How do the lines below between the ones holding "# Where is the open-pit quarry in this photo?" and "# Where is the hillside in this photo?", inclusive, read? Give them again exactly, with no other lines.

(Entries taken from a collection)
++++
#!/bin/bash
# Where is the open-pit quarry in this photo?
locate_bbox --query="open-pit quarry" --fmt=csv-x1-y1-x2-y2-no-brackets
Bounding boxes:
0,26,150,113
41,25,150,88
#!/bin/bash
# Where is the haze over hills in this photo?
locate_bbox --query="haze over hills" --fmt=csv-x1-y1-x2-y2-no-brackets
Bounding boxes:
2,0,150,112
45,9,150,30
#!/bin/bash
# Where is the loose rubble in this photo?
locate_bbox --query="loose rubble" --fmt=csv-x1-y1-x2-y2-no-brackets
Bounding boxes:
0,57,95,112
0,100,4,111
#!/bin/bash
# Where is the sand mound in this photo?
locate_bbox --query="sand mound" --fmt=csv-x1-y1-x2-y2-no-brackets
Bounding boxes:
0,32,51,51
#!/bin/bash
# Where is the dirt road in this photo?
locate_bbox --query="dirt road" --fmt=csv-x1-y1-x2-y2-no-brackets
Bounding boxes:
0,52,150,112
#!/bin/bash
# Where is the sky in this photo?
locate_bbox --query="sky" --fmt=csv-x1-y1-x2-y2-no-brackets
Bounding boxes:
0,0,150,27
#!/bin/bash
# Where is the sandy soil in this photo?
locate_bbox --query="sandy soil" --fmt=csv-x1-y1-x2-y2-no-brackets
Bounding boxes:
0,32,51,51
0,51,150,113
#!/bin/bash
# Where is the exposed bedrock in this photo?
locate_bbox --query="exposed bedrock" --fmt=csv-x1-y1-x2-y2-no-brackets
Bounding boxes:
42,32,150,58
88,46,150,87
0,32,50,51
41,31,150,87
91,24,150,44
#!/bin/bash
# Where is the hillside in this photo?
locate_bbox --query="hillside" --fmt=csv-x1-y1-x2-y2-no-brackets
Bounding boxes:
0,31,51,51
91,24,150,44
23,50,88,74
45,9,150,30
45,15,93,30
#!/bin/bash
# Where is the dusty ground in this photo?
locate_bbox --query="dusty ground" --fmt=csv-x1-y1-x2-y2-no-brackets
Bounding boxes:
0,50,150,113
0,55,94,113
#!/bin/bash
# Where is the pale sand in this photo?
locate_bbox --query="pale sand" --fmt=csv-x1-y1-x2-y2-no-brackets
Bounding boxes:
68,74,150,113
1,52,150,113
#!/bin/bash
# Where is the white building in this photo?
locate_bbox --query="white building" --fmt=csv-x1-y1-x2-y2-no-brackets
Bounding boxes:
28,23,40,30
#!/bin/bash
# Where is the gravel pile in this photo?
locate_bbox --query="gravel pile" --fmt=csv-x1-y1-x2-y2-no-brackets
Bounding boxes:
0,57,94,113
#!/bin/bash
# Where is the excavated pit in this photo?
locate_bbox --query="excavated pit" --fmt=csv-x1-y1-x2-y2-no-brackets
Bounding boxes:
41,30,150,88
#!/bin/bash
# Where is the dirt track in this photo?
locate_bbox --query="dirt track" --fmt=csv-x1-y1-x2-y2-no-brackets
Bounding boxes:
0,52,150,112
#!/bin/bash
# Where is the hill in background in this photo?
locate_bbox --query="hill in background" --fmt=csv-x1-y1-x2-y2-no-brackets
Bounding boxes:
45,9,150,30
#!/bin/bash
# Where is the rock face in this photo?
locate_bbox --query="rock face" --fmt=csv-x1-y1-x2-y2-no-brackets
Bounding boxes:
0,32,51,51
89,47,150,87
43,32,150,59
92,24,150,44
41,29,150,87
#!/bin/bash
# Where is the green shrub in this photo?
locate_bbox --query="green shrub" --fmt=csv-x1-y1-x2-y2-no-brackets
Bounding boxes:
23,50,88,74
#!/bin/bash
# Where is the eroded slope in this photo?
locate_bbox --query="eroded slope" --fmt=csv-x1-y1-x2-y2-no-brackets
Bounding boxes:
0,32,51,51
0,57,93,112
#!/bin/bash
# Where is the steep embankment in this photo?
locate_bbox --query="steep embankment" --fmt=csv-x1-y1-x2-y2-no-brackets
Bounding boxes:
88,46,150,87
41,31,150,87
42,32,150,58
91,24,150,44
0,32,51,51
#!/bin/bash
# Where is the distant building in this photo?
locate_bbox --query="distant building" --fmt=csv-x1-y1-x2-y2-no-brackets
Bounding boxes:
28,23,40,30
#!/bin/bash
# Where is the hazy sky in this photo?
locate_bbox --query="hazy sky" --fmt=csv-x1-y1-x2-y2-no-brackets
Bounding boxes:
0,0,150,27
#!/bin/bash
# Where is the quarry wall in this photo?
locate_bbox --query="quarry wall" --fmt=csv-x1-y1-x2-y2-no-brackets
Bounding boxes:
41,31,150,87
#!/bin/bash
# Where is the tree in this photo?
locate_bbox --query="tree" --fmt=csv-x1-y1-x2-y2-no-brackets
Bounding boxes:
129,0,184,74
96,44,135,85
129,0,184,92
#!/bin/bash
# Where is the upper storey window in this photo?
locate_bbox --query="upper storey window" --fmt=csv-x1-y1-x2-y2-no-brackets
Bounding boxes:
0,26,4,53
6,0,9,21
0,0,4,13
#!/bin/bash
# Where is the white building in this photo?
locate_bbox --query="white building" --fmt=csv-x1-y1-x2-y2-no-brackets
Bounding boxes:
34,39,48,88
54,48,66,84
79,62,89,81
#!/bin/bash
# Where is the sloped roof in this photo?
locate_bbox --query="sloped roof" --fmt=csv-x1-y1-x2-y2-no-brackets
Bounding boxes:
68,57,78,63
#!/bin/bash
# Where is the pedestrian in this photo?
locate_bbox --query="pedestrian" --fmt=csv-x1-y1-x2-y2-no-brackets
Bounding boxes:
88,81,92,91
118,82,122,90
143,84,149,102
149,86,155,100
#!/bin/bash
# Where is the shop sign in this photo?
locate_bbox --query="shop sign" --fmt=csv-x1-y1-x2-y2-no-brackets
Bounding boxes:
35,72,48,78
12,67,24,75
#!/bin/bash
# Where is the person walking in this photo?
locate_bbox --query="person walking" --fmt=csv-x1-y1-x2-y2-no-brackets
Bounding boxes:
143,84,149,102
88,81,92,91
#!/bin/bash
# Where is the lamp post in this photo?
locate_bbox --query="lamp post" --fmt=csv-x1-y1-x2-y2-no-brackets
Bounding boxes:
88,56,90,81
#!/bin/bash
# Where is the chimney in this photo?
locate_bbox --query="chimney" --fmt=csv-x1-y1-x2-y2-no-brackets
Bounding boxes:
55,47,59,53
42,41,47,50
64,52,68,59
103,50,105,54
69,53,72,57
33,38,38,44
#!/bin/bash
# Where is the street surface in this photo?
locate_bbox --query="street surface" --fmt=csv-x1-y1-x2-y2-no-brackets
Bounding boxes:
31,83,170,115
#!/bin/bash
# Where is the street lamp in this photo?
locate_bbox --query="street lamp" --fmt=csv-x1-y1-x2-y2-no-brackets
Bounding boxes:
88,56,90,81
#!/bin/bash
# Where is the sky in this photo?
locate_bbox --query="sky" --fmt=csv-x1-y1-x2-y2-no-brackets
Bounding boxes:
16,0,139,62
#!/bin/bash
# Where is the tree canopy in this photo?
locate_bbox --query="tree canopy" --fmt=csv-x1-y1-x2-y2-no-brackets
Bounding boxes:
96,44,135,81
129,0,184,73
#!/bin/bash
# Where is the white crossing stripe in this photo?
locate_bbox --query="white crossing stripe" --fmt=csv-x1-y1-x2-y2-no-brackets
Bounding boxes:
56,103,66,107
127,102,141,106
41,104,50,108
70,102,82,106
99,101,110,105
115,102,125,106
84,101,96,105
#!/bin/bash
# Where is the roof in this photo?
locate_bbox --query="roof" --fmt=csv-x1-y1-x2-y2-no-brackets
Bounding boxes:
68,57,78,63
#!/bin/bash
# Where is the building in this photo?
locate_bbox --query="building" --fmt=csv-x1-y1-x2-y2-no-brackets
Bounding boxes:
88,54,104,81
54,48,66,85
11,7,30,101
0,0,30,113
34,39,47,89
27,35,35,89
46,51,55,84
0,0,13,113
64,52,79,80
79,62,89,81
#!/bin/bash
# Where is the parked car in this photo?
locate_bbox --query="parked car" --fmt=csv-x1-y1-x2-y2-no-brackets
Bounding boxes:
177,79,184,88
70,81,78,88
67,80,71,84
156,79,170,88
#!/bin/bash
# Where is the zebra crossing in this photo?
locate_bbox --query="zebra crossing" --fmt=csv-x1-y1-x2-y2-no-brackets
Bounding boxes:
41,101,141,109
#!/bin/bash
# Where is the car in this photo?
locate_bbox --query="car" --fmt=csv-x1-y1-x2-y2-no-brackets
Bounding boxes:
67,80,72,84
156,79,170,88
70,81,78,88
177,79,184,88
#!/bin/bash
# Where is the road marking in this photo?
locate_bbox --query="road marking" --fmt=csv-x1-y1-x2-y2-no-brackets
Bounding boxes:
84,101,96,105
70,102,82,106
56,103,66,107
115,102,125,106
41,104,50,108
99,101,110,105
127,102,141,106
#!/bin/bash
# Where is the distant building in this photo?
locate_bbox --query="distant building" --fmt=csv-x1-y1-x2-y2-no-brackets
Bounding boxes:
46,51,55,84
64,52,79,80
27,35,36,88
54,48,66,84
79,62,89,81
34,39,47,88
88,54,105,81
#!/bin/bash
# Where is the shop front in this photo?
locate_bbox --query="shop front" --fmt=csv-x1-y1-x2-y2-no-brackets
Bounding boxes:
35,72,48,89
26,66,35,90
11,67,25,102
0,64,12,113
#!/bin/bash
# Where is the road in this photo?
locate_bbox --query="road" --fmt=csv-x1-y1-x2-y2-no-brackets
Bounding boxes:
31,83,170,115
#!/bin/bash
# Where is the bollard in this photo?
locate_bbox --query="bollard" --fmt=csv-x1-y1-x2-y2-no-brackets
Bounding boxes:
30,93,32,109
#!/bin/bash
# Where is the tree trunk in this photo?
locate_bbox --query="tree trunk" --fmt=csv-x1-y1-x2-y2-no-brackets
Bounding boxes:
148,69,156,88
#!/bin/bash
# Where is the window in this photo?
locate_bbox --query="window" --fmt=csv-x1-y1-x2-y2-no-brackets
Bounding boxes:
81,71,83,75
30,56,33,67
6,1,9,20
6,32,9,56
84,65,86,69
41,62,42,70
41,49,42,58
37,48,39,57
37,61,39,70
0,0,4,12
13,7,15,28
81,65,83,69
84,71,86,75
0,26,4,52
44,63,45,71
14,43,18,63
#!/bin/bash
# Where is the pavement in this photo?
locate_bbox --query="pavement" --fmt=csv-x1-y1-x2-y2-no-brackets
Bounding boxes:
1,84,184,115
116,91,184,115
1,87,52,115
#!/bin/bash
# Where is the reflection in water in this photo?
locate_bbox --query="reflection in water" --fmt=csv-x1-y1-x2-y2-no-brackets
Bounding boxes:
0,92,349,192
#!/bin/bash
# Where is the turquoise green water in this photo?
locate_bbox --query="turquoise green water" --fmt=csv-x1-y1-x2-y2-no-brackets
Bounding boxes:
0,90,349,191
++++
> WORKED SOLUTION
# Where is the open-pit quarry in this photo?
locate_bbox --query="open-pit quarry" --fmt=csv-x1-y1-x2-y2-no-brackets
Bounding boxes:
0,26,150,113
41,25,150,88
#!/bin/bash
# Where is the haze over hills in this photo?
locate_bbox --query="haze over hills" --fmt=csv-x1-y1-x2-y2-no-brackets
Bounding boxes:
2,0,150,112
45,9,150,30
#!/bin/bash
# Where is the loose rubble in this photo?
locate_bbox --query="loose rubble" --fmt=csv-x1-y1-x2-y2-no-brackets
Bounding boxes:
0,57,95,112
0,100,4,111
#!/bin/bash
# Where is the sand mound in this photo?
locate_bbox --query="sand mound" --fmt=csv-x1-y1-x2-y2-no-brackets
Bounding boxes:
0,32,51,51
#!/bin/bash
# Where is the dirt road in this photo?
locate_bbox --query="dirt road" --fmt=csv-x1-y1-x2-y2-no-brackets
Bounding boxes:
0,52,150,112
#!/bin/bash
# Where is the sky in this photo?
locate_bbox --query="sky" --fmt=csv-x1-y1-x2-y2-no-brackets
Bounding boxes:
0,0,150,27
#!/bin/bash
# Where is the sandy soil in this photo?
locate_bbox --query="sandy soil" --fmt=csv-x1-y1-x2-y2-no-brackets
Bounding boxes:
0,32,51,51
0,51,150,113
#!/bin/bash
# Where is the exposed bedrock in this photo?
locate_bbox --query="exposed bedrock" --fmt=csv-x1-y1-x2-y2-no-brackets
Bounding boxes:
42,32,150,58
88,46,150,87
0,32,50,51
41,31,150,87
91,24,150,44
#!/bin/bash
# Where is the hillside in this photo?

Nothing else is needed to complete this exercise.